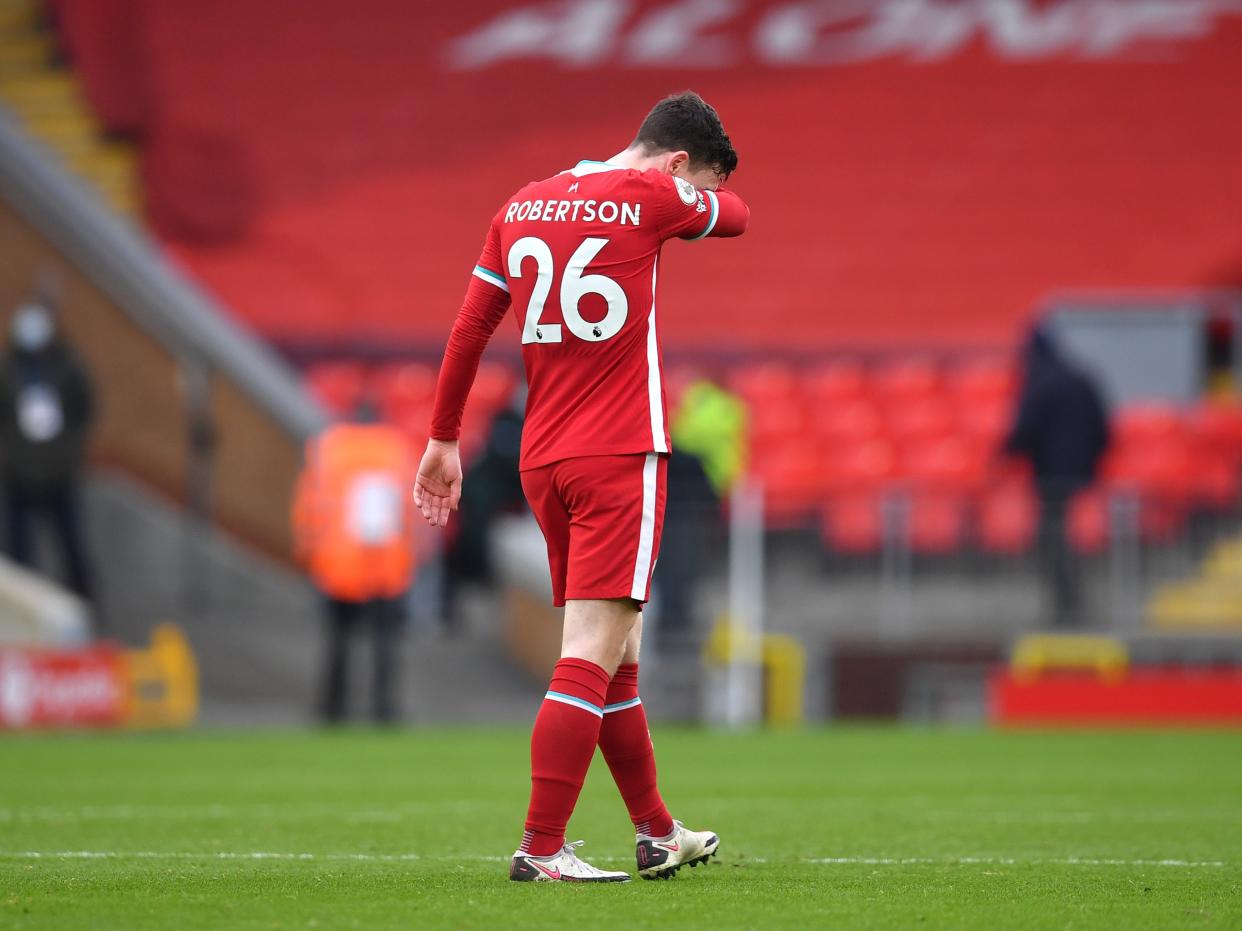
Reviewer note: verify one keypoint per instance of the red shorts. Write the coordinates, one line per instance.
(601, 517)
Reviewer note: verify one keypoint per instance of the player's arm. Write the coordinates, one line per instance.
(688, 212)
(439, 483)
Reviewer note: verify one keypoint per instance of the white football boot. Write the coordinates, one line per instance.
(661, 857)
(562, 867)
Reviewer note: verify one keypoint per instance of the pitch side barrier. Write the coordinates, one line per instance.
(188, 401)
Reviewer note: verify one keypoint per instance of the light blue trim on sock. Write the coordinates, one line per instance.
(622, 705)
(575, 701)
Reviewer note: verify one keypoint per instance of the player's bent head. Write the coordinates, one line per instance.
(687, 123)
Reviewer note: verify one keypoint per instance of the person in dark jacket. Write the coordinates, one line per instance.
(496, 488)
(691, 508)
(46, 409)
(1061, 427)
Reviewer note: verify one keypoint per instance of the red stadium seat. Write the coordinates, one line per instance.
(778, 422)
(845, 425)
(945, 467)
(403, 384)
(1217, 427)
(1215, 483)
(937, 523)
(907, 380)
(493, 386)
(853, 525)
(338, 386)
(794, 481)
(862, 467)
(1148, 425)
(764, 382)
(983, 380)
(834, 384)
(1007, 520)
(1089, 521)
(985, 421)
(919, 421)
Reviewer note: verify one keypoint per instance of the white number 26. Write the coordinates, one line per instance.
(574, 286)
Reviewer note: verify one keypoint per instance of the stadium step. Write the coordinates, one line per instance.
(1211, 601)
(49, 103)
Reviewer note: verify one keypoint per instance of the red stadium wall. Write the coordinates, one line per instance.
(919, 173)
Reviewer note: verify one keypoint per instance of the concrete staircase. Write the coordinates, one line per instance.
(1209, 602)
(49, 104)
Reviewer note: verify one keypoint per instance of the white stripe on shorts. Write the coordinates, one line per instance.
(647, 530)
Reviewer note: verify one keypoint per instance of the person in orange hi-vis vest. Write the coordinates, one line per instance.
(354, 533)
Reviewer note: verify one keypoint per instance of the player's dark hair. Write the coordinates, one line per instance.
(687, 122)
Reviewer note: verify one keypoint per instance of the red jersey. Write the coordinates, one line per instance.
(578, 256)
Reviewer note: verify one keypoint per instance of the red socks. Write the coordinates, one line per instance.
(627, 750)
(562, 746)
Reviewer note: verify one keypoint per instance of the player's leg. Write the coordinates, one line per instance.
(626, 745)
(568, 725)
(565, 734)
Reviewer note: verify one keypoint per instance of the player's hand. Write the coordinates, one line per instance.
(439, 485)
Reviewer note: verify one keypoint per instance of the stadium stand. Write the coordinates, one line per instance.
(47, 99)
(343, 174)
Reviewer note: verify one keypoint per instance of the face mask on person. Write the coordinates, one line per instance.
(31, 328)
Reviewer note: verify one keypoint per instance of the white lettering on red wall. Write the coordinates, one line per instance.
(714, 34)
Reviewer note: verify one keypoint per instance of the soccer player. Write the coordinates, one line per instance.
(578, 255)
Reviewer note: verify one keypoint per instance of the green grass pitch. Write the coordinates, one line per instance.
(845, 828)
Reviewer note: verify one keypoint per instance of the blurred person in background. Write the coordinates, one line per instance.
(354, 533)
(1061, 427)
(496, 488)
(708, 432)
(46, 410)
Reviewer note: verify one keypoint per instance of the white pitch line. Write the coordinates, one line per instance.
(482, 858)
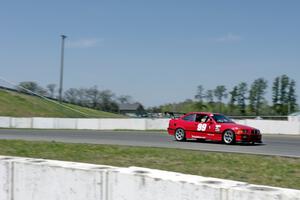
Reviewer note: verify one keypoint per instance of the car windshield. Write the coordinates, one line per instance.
(222, 119)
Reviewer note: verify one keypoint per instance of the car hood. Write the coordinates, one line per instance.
(240, 126)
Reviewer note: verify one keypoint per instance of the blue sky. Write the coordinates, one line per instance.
(157, 51)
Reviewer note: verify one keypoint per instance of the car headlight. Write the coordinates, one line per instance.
(242, 131)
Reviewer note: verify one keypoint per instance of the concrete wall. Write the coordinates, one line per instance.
(266, 126)
(36, 179)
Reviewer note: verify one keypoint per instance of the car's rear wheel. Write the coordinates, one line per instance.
(179, 134)
(229, 137)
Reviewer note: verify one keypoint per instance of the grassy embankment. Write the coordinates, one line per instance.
(20, 105)
(266, 170)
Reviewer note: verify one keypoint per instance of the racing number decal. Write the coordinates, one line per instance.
(201, 127)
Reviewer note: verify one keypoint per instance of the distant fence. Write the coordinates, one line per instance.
(36, 179)
(266, 126)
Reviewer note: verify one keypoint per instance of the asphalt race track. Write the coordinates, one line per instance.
(280, 145)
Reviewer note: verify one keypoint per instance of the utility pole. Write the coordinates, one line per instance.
(63, 37)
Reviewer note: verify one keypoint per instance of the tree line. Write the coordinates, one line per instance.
(92, 97)
(242, 99)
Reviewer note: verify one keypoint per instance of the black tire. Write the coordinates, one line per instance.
(179, 135)
(200, 140)
(228, 137)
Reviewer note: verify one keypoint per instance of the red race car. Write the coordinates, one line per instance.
(212, 126)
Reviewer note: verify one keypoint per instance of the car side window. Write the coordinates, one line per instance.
(201, 118)
(189, 118)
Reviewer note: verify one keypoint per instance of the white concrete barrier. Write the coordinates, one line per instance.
(21, 122)
(36, 179)
(5, 122)
(129, 124)
(157, 124)
(266, 126)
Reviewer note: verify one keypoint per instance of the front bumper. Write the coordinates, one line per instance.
(249, 138)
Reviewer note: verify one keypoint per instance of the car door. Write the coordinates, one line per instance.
(213, 130)
(202, 127)
(189, 124)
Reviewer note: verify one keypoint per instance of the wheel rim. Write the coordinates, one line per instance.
(228, 137)
(179, 134)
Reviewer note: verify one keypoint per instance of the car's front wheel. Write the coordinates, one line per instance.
(179, 134)
(229, 137)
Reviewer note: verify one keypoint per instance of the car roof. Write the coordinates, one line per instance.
(205, 113)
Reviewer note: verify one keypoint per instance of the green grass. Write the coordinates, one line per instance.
(266, 170)
(20, 105)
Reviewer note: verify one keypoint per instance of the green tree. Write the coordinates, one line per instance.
(220, 93)
(276, 95)
(200, 95)
(209, 96)
(256, 96)
(292, 98)
(31, 87)
(241, 99)
(233, 98)
(284, 86)
(51, 89)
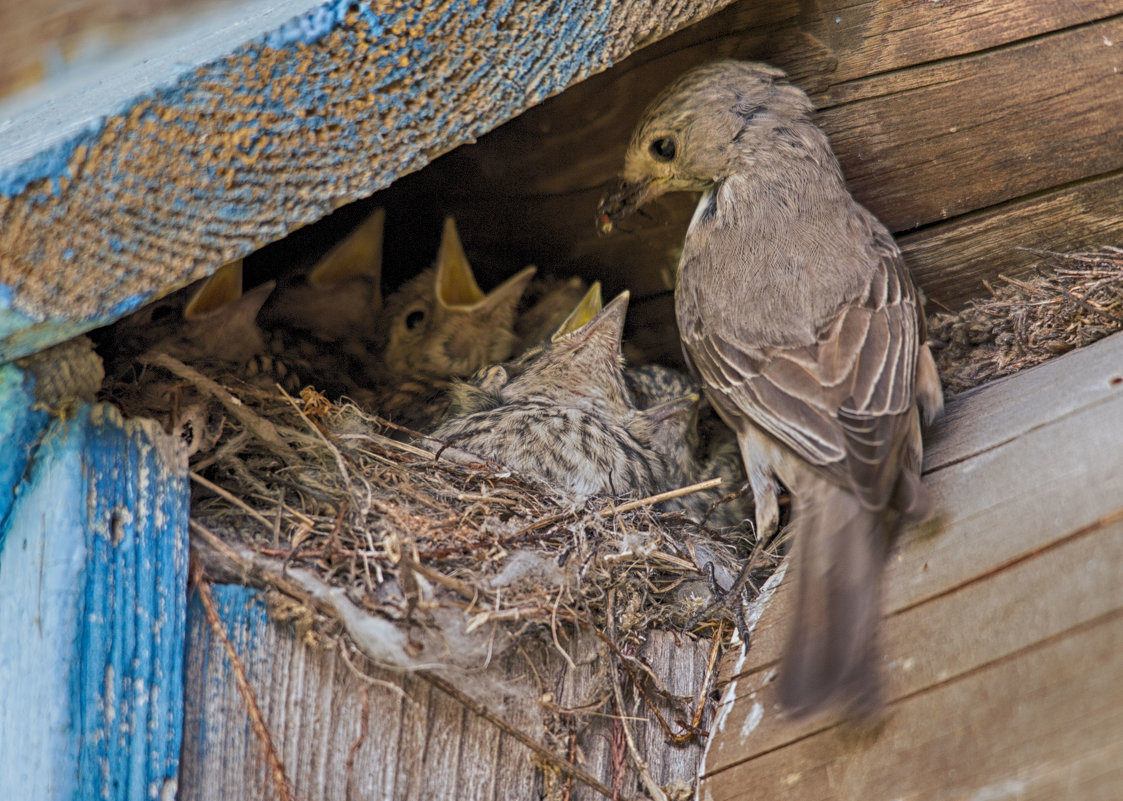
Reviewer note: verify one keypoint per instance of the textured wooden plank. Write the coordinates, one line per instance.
(276, 133)
(1048, 421)
(1043, 724)
(875, 36)
(1007, 408)
(21, 424)
(92, 578)
(949, 138)
(343, 736)
(919, 146)
(1028, 555)
(951, 260)
(48, 36)
(1071, 584)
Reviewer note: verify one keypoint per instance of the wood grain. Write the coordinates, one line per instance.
(952, 260)
(343, 735)
(1021, 571)
(1016, 146)
(275, 134)
(1043, 724)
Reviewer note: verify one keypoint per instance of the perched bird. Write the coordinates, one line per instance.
(799, 315)
(563, 416)
(440, 326)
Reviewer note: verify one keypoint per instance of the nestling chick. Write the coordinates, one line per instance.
(215, 331)
(563, 417)
(548, 302)
(441, 325)
(799, 315)
(437, 327)
(323, 326)
(340, 299)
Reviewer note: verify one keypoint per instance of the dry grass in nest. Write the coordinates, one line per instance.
(1071, 300)
(366, 542)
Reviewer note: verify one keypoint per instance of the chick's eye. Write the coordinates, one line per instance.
(664, 148)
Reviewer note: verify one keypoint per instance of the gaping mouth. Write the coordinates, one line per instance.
(620, 201)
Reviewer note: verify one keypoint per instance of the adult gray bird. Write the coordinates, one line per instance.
(802, 321)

....

## Required task
Quote all of the lines above word for word, leaving out the pictures.

## Completed exercise
Reviewer note: verify one keypoint per instance of the red shorts. Write the coordinates, one line per instance.
(601, 517)
Reviewer note: verify one keypoint per instance of the player's arm. Write the coordinates, one line per instance.
(688, 212)
(439, 483)
Reviewer note: verify one keypoint per instance of the white football boot. Write the coordinates, one line per instance.
(661, 857)
(562, 867)
Reviewer note: verify one keypoint per instance of the pitch side barrier. Write the coordinates, one line per instance.
(188, 401)
Reviewer note: verify one keypoint per instance of the light blue trim on sock. Write the coordinates, one line per instance.
(622, 705)
(575, 701)
Reviewer note: verify one keypoint per instance of the player's bent head. Write the coordinates, one line per instance.
(687, 123)
Reviewer note: verify one keypoint per instance of the person in dark jacket. Write the coordinates, one line per instance.
(496, 488)
(691, 508)
(46, 409)
(1061, 427)
Reviewer note: verify one keypoint per instance of the red stadium seat. Write the coordinates, one line per instance.
(778, 422)
(845, 425)
(945, 467)
(403, 384)
(1217, 427)
(1215, 483)
(937, 523)
(907, 380)
(493, 386)
(853, 525)
(338, 386)
(794, 481)
(862, 467)
(1148, 425)
(764, 382)
(983, 380)
(834, 384)
(1007, 520)
(1089, 521)
(985, 421)
(919, 421)
Reviewer note: verify one keypoint per instance of the white number 26. Write the coordinates, one line per instance.
(574, 286)
Reviewer note: verify one keypoint per instance of the stadium step. Write the coordinates, one line per instance.
(1211, 601)
(49, 103)
Reviewer note: verify one keypoint per instance of the red stadium wall. Write the coordinates, one line per instance.
(919, 173)
Reviewer note: verify one keypoint per instance of the concrete staircase. Write the coordinates, one line per instance.
(1209, 602)
(49, 104)
Reviewer note: verify one keypoint per instance of the white stripe on shorts. Write the coordinates, one line per instance.
(647, 530)
Reviewer note: verify one keypoint per instance of the person in orange hi-vis vest. Write the coordinates, one line per instance.
(354, 533)
Reviewer note: verify one keypoint per instance of the player's dark hair. Write the coordinates, one line per instance.
(687, 122)
Reviewer note: verify one keypoint per instance of the red jersey. Write the coordinates, one line per instance.
(578, 256)
Reviewer note: verify one keypoint per instance of the red socks. Write the coordinates, one line per instance.
(627, 750)
(562, 746)
Reviewer note: verify one keypoint per instance of the player's leg. Write the coordinates, one line per instance.
(626, 745)
(568, 725)
(565, 734)
Reviewer note: verify one keypoint per instance of the player's hand. Write the coordinates, one line per instance.
(439, 485)
Reviewer note: verify one keypoint per instance of the stadium stand. Write the coordinates, one line per instance.
(47, 99)
(343, 174)
Reviewer note: verify one keypoint per instance of the face mask on person. Write the coordinates, one line per instance.
(31, 328)
Reviewer note: verify one keypoint per instance of the white lettering on red wall. Write the coordinates, one line per instance.
(714, 34)
Reviewer note: verify one keypoint per instance of the soccer player. Write the coordinates, one line per instance.
(578, 255)
Reviewer note: verify one keypoint per instance of the green grass pitch. Write the coordinates, one line per instance.
(845, 828)
Reviewer note: verify one keypoint per instance of the blurred person in background. Write the coordinates, one line per instance.
(354, 533)
(1061, 427)
(496, 488)
(708, 432)
(46, 410)
Reviewer note: verify one keypoint per instance of the white pitch line. Write the coordinates, one line per instance.
(482, 858)
Reviewer note: verify one keypoint per instance of the car windshield. Write the coordinates, one line per instance.
(222, 119)
Reviewer note: verify one keypoint per instance of the car hood. Write the coordinates, one line per instance.
(240, 126)
Reviewer note: verify one keypoint per instance of the blue sky. Write the coordinates, one line per instance.
(157, 51)
Reviewer note: verify one keypoint per instance of the car headlight. Write the coordinates, one line per instance.
(242, 131)
Reviewer note: verify one keypoint per instance of the concrete wall. Write the coordinates, one line per instance.
(266, 126)
(36, 179)
Reviewer note: verify one keypoint per instance of the car's rear wheel. Write the coordinates, one line per instance.
(179, 134)
(229, 137)
Reviewer note: verify one keypoint per instance of the grassy embankment. Write the coordinates, one line per instance.
(20, 105)
(266, 170)
Reviewer note: verify one keypoint per instance of the racing number decal. Write the coordinates, one line per instance.
(201, 127)
Reviewer note: verify one keypoint per instance of the distant fence. Write the coordinates, one line per instance.
(36, 179)
(266, 126)
Reviewer note: verify one keypoint per instance of the asphalt race track. Write the coordinates, one line per instance.
(280, 145)
Reviewer note: verify one keypoint per instance of the utility pole. Write the coordinates, one line per instance.
(63, 37)
Reviewer note: verify one keypoint per instance of the tree line. Write the coordinates, one line per instance.
(92, 97)
(242, 99)
Reviewer note: verify one keypoint per instance of the black tire. Write the coordinates, one line per instance.
(179, 135)
(200, 140)
(228, 137)
Reviewer note: verify one keypoint per instance of the red race car. Write the coordinates, one line per instance.
(212, 126)
Reviewer note: verify one keypoint per instance of the car side window. Write the coordinates, one line per instance.
(201, 118)
(189, 118)
Reviewer note: verify one keypoint per instance of the white concrete barrier. Write the coordinates, one line per instance.
(21, 122)
(36, 179)
(5, 122)
(129, 124)
(157, 124)
(266, 126)
Reviewer note: verify one keypoint per instance of the front bumper. Write the coordinates, one line per instance.
(249, 138)
Reviewer note: verify one keypoint per instance of the car door. Write the coordinates, one line per instance.
(213, 130)
(202, 127)
(189, 124)
Reviewer note: verify one keypoint per instance of the wheel rim. Write the coordinates, one line per instance.
(228, 137)
(179, 134)
Reviewer note: verify one keypoint per instance of the car's front wheel. Write the coordinates, one line per instance.
(179, 134)
(229, 137)
Reviewer note: verify one keypoint per instance of the car roof. Write the coordinates, one line per instance.
(205, 113)
Reviewer note: verify one keypoint per instance of the green grass. Write the coordinates, one line per instance.
(266, 170)
(20, 105)
Reviewer note: verify one keypoint per instance of the green tree. Write the coordinates, one line per instance.
(220, 93)
(276, 95)
(200, 95)
(209, 96)
(256, 96)
(292, 98)
(31, 87)
(241, 99)
(233, 98)
(284, 86)
(51, 89)
Reviewer note: verify one keypoint per instance of the textured wooden plank. Write the coordinates, one line per instance.
(276, 133)
(1048, 421)
(1043, 724)
(875, 36)
(1007, 408)
(21, 424)
(92, 578)
(949, 138)
(343, 736)
(919, 146)
(1028, 555)
(951, 260)
(48, 36)
(1071, 584)
Reviewer note: verify one keypoint per instance of the wood grain. Write the coordinates, one line per instance.
(952, 260)
(343, 735)
(1021, 571)
(1016, 146)
(275, 134)
(1043, 724)
Reviewer note: verify one keypoint per instance of the perched bird. Write the coordinates, one line per instance.
(799, 315)
(563, 416)
(440, 326)
Reviewer note: verify one keypoint per instance of the nestling chick. Write the coordinates, one line per instance.
(215, 331)
(563, 417)
(548, 302)
(441, 325)
(799, 315)
(437, 327)
(323, 326)
(340, 299)
Reviewer note: verify one keypoint per instance of the dry grass in nest. Write the coordinates, one line per instance.
(1071, 300)
(366, 542)
Reviewer note: verify one keypoint per instance of the chick's eye. Write the coordinates, one line per instance.
(664, 148)
Reviewer note: verify one keypoint per instance of the gaping mouth. Write the coordinates, one line per instance.
(620, 201)
Reviewer note: verify one keypoint per instance of the adult gray bird. Write the coordinates, one line per instance.
(802, 321)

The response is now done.